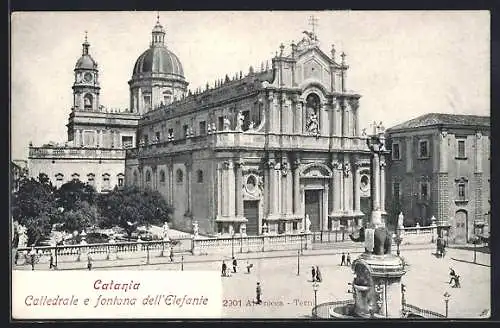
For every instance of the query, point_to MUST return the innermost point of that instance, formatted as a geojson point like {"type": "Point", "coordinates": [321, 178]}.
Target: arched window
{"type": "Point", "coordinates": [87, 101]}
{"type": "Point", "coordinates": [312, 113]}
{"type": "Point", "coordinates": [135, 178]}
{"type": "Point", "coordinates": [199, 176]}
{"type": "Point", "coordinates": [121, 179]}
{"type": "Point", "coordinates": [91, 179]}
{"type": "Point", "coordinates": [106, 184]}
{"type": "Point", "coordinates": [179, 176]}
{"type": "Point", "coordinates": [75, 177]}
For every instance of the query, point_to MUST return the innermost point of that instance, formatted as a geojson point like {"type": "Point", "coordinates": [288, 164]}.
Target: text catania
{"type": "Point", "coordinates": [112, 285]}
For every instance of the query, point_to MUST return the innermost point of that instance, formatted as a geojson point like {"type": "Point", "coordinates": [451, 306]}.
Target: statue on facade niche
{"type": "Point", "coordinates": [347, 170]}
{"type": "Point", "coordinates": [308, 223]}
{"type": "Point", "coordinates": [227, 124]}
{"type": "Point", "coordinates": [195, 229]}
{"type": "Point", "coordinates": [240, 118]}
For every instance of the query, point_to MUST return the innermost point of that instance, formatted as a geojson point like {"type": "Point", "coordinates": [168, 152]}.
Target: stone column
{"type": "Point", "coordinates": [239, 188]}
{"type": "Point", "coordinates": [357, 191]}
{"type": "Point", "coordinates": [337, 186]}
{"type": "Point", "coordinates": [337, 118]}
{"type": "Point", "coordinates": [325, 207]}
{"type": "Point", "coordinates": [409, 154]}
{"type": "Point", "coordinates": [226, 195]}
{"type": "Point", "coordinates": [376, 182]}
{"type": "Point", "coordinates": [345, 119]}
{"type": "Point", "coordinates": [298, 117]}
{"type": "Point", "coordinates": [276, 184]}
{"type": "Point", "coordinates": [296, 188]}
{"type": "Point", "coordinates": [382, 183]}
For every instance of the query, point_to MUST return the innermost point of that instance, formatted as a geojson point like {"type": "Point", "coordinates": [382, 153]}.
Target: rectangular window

--

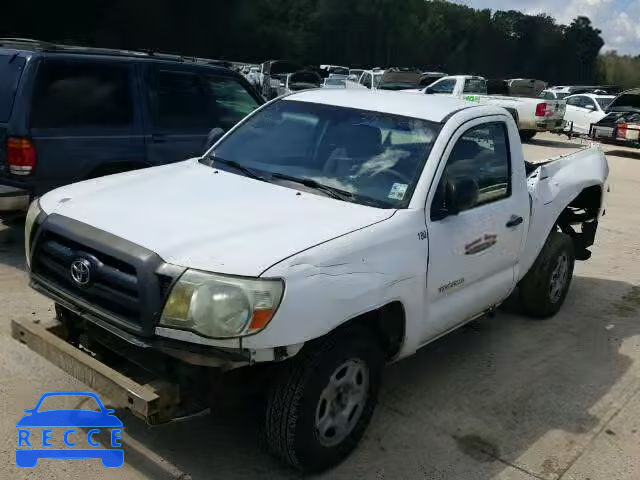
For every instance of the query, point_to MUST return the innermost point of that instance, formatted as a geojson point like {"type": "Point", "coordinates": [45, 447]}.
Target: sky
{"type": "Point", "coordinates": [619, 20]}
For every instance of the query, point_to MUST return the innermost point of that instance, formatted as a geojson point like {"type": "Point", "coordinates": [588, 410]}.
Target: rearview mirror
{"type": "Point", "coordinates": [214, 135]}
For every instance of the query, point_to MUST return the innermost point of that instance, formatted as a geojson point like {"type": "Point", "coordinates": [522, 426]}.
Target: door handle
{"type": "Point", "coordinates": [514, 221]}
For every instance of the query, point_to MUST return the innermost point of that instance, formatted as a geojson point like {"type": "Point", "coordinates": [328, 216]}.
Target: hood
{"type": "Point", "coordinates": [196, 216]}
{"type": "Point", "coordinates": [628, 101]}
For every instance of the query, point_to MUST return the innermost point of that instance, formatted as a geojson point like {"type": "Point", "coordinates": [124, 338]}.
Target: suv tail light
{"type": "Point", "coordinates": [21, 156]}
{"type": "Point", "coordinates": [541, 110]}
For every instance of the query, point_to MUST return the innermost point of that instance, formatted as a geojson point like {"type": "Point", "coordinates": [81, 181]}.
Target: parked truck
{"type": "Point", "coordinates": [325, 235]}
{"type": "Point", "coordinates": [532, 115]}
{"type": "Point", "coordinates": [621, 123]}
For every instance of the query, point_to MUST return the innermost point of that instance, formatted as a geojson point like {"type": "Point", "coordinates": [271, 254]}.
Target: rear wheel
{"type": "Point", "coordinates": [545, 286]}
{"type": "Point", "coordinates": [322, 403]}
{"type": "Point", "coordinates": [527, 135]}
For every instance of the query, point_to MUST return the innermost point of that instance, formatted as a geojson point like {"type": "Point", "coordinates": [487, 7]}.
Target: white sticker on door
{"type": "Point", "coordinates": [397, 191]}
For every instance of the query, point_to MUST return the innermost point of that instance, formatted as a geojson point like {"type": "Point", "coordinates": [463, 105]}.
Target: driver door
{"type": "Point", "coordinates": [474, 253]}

--

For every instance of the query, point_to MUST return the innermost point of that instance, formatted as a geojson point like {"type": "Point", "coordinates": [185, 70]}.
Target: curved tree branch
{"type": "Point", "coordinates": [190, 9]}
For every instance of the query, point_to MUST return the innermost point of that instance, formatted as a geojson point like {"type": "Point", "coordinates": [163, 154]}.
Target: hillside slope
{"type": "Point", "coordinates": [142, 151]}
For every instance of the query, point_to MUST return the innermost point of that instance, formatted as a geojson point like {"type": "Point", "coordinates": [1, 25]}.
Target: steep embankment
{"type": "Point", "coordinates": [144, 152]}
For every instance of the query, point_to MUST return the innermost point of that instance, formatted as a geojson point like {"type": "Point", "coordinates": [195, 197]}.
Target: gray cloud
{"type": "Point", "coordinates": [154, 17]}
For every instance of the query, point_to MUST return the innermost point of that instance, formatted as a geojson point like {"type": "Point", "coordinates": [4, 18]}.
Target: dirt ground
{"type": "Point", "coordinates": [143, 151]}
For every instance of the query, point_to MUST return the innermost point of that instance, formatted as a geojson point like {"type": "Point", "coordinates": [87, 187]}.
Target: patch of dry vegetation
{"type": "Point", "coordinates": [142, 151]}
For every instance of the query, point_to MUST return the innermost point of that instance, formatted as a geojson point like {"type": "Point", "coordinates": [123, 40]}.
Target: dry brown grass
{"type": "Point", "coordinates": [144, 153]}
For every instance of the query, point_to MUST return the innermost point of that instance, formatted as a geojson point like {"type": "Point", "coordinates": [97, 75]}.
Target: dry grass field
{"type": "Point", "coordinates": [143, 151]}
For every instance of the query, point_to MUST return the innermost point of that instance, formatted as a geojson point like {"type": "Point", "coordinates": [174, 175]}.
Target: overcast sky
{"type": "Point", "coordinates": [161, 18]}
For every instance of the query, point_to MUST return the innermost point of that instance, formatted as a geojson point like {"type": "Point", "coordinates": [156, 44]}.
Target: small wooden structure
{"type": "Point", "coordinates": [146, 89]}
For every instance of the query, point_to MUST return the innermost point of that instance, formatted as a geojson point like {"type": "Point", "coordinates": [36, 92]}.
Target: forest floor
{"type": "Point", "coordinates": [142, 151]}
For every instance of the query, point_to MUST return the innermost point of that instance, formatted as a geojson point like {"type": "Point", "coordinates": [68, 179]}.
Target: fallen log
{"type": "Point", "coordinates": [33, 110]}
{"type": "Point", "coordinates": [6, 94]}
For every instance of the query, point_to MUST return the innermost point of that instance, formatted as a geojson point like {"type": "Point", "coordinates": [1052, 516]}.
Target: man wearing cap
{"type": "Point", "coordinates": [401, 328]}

◆ WORK INSTRUCTION ◆
In the listing above, find the line containing "Target: statue on facade niche" and the line containing "Target: rectangular window", then repeat those two lines and everything between them exactly.

◆ RESPONSE FOR THIS EXERCISE ◆
Target: statue on facade niche
{"type": "Point", "coordinates": [347, 170]}
{"type": "Point", "coordinates": [308, 223]}
{"type": "Point", "coordinates": [227, 124]}
{"type": "Point", "coordinates": [195, 229]}
{"type": "Point", "coordinates": [240, 118]}
For every instance of the query, point_to MUST return the innermost point of that instance, formatted as a geojson point like {"type": "Point", "coordinates": [168, 152]}.
Target: stone column
{"type": "Point", "coordinates": [239, 188]}
{"type": "Point", "coordinates": [357, 191]}
{"type": "Point", "coordinates": [337, 186]}
{"type": "Point", "coordinates": [337, 118]}
{"type": "Point", "coordinates": [325, 207]}
{"type": "Point", "coordinates": [409, 154]}
{"type": "Point", "coordinates": [226, 195]}
{"type": "Point", "coordinates": [376, 182]}
{"type": "Point", "coordinates": [345, 119]}
{"type": "Point", "coordinates": [298, 117]}
{"type": "Point", "coordinates": [276, 184]}
{"type": "Point", "coordinates": [296, 188]}
{"type": "Point", "coordinates": [382, 183]}
For every instance of the query, point_to MUST return the innermost point of that instance, formatted as a geojson point like {"type": "Point", "coordinates": [382, 153]}.
Target: rectangular window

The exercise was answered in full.